Selected text
** begin **

# cheap suspension



## se7enty7 (Jun 18, 2002)

I did a search on this and found nothing that seemed current (note current here)

I am not going to be auto-xing, or anything like that. I want a ride that is as good as stock, or better. (note im not looking for much better, or even better.... just the same.)

what would give me this with an EVEN drop. I am not looking for high price here. Something cheap. I have heard h&r springs, but I require an even drop. Something around an inch and a half would be good. I want something that gets rid of the wheel space, but not too low. 

so, whats an even drop, (what shock and strut) but is Cheap?

No cutting springs allowed. I don't want to die.


----------



## OmegaManEX (Oct 4, 2002)

i wanna do the same thing too, but money is a big prob (along with college)
... it sucks working at the movies....
... i need a real job and a CREDIT CARD...


----------



## El_Presidente (Oct 22, 2002)

By "cheap," how much are you looking to spend? Keeping your stock ride quality and lowering your car is the ideal setup, but it requires money. You get what you pay for. For one thing dont go with aerospeed springs or coilovers, they suck. I have eibach sportlines($170) right now on stock struts and the ride quality isnt really the greatest. I just ordered some kyb agx struts($370) and hopefully that will smooth the ride out a lot. So, thats $540. I'm not saying theres not a cheaper way, look in the classifieds or on ebay. But money is usually an issue for most people, but IMO I wouldnt sacrifice quality for cost.

** end **

Given problem A
In the cheap suspension thread, how large a drop does se7enty7 say would be good?
The rows that follow have no connection to the cheap suspension thread.

Material to process
** begin **

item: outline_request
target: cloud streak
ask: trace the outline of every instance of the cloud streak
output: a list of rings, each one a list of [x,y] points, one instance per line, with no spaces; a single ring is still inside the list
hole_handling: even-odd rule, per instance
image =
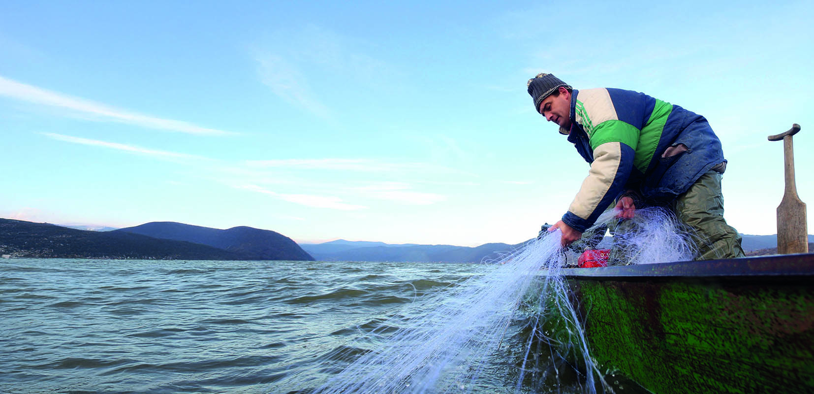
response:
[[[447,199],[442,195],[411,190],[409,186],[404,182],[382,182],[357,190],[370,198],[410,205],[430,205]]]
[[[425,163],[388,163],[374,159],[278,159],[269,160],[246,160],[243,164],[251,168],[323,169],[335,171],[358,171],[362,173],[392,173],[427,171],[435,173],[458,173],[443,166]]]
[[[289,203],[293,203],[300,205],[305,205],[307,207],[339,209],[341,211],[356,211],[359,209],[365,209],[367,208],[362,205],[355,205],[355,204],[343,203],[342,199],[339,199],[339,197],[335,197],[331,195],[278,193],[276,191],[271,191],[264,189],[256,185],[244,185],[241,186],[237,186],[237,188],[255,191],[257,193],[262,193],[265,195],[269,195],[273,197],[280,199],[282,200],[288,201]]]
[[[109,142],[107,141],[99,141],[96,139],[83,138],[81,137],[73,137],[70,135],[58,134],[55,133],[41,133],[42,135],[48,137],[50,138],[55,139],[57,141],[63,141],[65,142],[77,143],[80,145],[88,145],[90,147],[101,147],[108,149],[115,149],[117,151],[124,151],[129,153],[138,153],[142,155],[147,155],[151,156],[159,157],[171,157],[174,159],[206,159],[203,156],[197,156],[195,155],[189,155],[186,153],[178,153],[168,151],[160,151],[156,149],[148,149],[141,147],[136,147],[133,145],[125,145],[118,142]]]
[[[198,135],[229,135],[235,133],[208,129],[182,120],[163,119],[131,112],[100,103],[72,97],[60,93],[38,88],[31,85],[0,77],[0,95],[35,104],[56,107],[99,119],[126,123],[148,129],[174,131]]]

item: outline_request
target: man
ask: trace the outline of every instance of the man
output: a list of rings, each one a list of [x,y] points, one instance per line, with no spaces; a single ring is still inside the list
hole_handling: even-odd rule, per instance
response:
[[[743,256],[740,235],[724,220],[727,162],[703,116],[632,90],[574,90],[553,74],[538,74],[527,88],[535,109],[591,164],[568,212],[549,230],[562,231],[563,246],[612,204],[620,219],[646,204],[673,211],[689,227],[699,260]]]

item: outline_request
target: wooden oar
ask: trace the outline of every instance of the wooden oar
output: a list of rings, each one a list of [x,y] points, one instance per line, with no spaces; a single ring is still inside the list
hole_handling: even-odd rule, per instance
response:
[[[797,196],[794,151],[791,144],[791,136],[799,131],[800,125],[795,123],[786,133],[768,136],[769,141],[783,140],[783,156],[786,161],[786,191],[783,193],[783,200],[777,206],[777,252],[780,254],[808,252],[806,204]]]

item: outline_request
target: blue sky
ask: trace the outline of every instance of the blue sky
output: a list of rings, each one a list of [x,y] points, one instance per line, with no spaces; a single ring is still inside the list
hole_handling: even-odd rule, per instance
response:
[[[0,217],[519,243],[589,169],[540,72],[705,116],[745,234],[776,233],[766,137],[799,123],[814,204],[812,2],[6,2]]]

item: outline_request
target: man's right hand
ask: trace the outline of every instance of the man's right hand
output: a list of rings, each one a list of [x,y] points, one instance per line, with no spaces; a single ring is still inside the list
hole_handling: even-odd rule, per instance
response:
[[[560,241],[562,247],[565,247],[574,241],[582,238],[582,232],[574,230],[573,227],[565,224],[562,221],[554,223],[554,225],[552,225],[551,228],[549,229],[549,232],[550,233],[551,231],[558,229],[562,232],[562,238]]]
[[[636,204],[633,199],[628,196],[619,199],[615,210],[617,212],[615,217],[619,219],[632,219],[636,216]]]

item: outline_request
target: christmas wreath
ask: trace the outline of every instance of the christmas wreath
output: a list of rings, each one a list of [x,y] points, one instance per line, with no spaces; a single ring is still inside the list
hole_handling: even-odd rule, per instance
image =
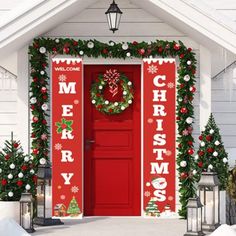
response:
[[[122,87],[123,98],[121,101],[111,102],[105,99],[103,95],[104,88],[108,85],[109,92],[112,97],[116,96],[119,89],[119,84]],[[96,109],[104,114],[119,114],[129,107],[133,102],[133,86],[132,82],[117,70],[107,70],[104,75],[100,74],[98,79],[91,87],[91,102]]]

** end **

Given problem B
List every row that contains the word "right".

Solution A
Around an inch and a half.

Solution B
target: man's right hand
ask: trace the outline of every instance of the man's right hand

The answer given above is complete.